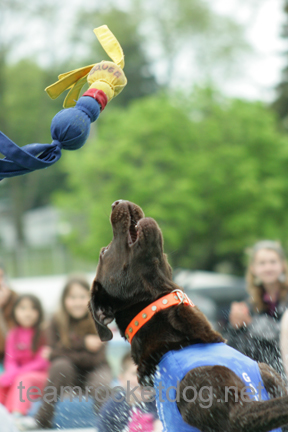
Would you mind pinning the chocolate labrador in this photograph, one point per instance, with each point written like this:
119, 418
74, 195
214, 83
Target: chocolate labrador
200, 383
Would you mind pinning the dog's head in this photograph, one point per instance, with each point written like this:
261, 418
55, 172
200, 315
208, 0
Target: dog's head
131, 269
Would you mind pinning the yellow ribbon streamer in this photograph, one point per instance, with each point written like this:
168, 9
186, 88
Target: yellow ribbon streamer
75, 79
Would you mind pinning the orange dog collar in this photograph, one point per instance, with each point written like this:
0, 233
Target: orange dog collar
176, 297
☆ ☆ ☆ ☆ ☆
▸ **Exercise goal**
All entries above are to be reproduced exactly, with no pictures.

▸ **Solution for this exercise**
Would you mind pinning the chocolate labrador in this photograph, one point per instance, with each point written like this:
119, 418
74, 195
214, 83
Target: chocolate labrador
200, 383
Would you mind pinning the dog's head in this photograph, one point per instance, with each point written like this:
261, 418
55, 172
200, 315
208, 0
Target: dog's head
131, 269
Would you mind pinning the yellow ribbon streamer in this photograph, one point per instance, with each point written like this:
168, 9
186, 88
Target: yellow ribbon streamer
75, 79
Would you mind pinning the orange dog collar in this photograph, one point per instance, with each point written like this:
0, 233
Target: orange dog collar
176, 297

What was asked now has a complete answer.